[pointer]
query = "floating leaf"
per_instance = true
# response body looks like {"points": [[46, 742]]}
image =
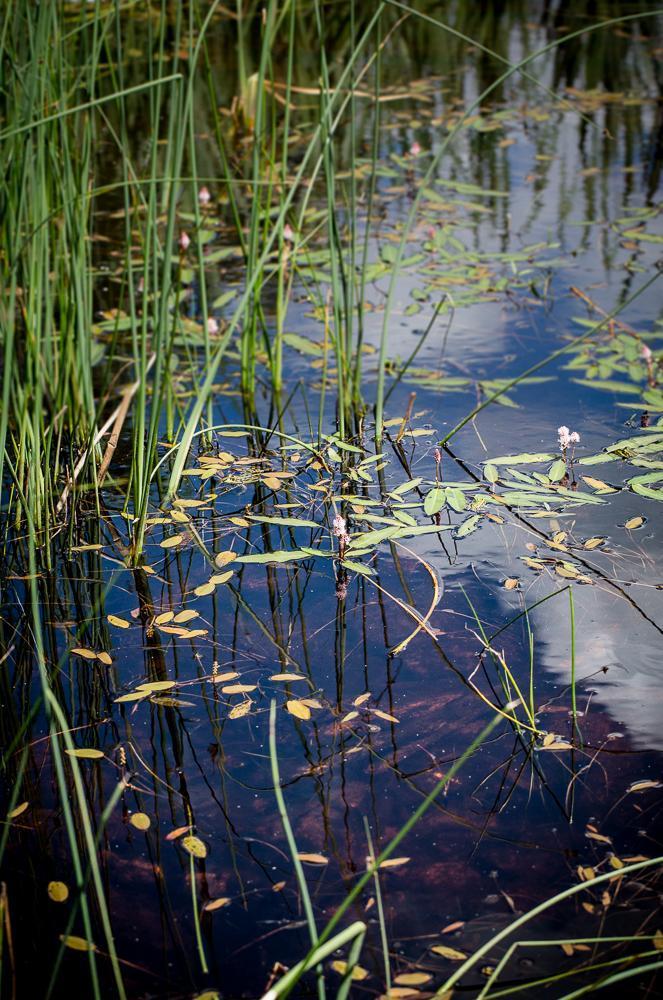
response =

- - -

Please change "floating leaf" to "lily pad" throughout the records and write them out again with nothing else altered. Leave the pictures out.

[pointer]
query = "lily pad"
per_instance = true
# response body looks like {"points": [[46, 742]]}
image =
response =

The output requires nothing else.